SELECTED PASSAGE:
%%
However, values declined in two important markets, the United States and Europe. Specifically, exports to the US reached $258.3 million, making up more than 19.8 per cent of total exports and down 9.9 per cent year-on-year.

In the European market, in August and September, exports fell by 8.4 per cent and 23.7 per cent respectively over the same period in 2016. By the end of September 2017, European exports accounted for only 11.8 per cent of total exports.

Vice Chairman of the Vietnam Pangasius Association Vo Hung Dung said in the meantime, the export value to the Chinese market was growing. A VASEP report showed that the total value of catfish exports to China and Hong Kong was more than $288 million in the first nine months of this year, marking a year-on-year increase of 42 per cent.

Dung, who is also director of the Vietnam Chamber of Commerce and Industry’s branch in the southern province of Can Tho, said although the Chinese market was a breakthrough, there were still worrying signs, so the industry had to concentrate on big and fastidious markets such as the US and Europe.

"If we lose in these two markets and focus on the Chinese market, the risk will increase," Dung warned.

To ensure stable export, Dung said that the association had recently introduced tra fish products to Japan. If successful, it could lessen the risk of relying too much on Chinese demand.

According to the association, after the US decided to inspect 100 per cent of Vietnamese tra fish shipments in August, it has imposed an anti-dumping tax of $2.39 per kilogramme of Vietnamese frozen fish fillets during the 13th administrative review (POR13), three times higher than the single tax rate in the POR12.
%%
Bounding box annotation entries
%%
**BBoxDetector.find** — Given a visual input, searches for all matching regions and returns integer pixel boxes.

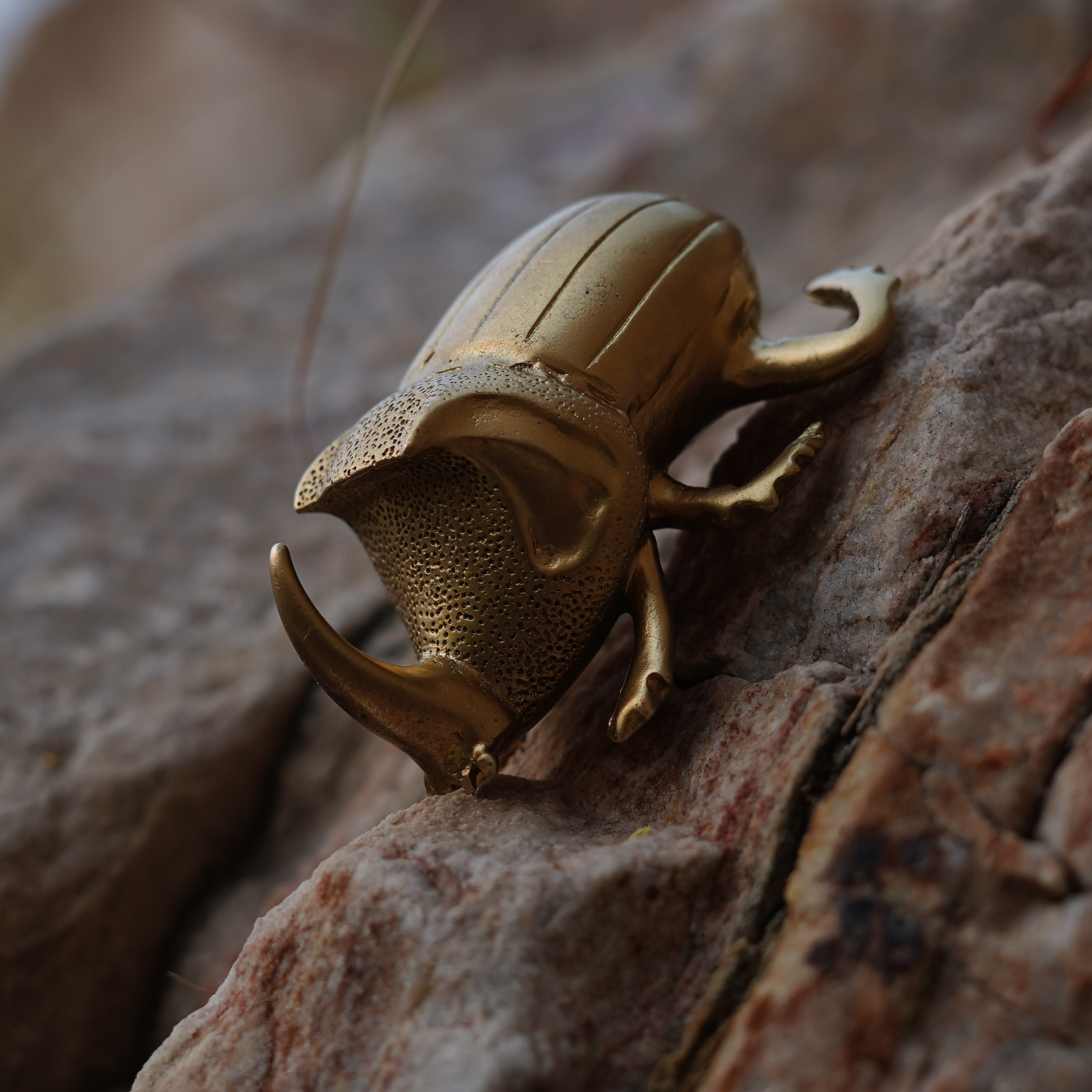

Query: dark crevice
[648,479,1022,1092]
[1017,692,1092,839]
[648,686,852,1092]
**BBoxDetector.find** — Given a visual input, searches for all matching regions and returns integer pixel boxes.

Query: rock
[0,0,1092,1092]
[135,130,1092,1092]
[701,411,1092,1090]
[1038,721,1092,888]
[134,664,858,1089]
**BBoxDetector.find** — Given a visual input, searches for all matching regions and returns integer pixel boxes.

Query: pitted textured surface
[296,361,648,712]
[0,0,1092,1092]
[351,451,630,710]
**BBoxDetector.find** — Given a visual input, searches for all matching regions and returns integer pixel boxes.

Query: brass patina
[270,193,899,793]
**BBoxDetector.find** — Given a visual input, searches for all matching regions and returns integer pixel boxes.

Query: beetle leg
[607,535,675,743]
[649,422,823,527]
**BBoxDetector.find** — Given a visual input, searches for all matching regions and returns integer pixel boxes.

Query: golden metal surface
[270,193,899,793]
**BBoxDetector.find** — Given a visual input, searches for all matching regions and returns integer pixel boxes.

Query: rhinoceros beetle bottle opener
[270,193,899,793]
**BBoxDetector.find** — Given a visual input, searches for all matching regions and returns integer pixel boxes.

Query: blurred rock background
[0,0,1092,1090]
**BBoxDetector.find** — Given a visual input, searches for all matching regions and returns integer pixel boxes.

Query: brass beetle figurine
[270,193,899,793]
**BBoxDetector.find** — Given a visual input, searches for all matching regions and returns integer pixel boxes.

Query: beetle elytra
[270,193,899,793]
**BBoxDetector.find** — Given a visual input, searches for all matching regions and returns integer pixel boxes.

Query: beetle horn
[270,543,513,793]
[747,265,899,393]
%%
EXERCISES TO COMPLETE:
A: Answer these questions about the catfish export report:
(i) What share of total exports did exports to the US make up?
(ii) By what percentage did the value of catfish exports to China and Hong Kong rise year-on-year in the first nine months of the year?
(iii) What anti-dumping tax did the US impose on Vietnamese frozen fish fillets during the 13th administrative review?
B: Revise the part of the catfish export report starting at "Dung, who is" and ending at "on Chinese demand.", putting "South Korea" in place of "Japan".

ANSWER LIST:
A:
(i) More than 19.8 per cent
(ii) 42 per cent
(iii) $2.39 per kilogramme

B:
Dung, who is also director of the Vietnam Chamber of Commerce and Industry’s branch in the southern province of Can Tho, said although the Chinese market was a breakthrough, there were still worrying signs, so the industry had to concentrate on big and fastidious markets such as the US and Europe.

"If we lose in these two markets and focus on the Chinese market, the risk will increase," Dung warned.

To ensure stable export, Dung said that the association had recently introduced tra fish products to South Korea. If successful, it could lessen the risk of relying too much on Chinese demand.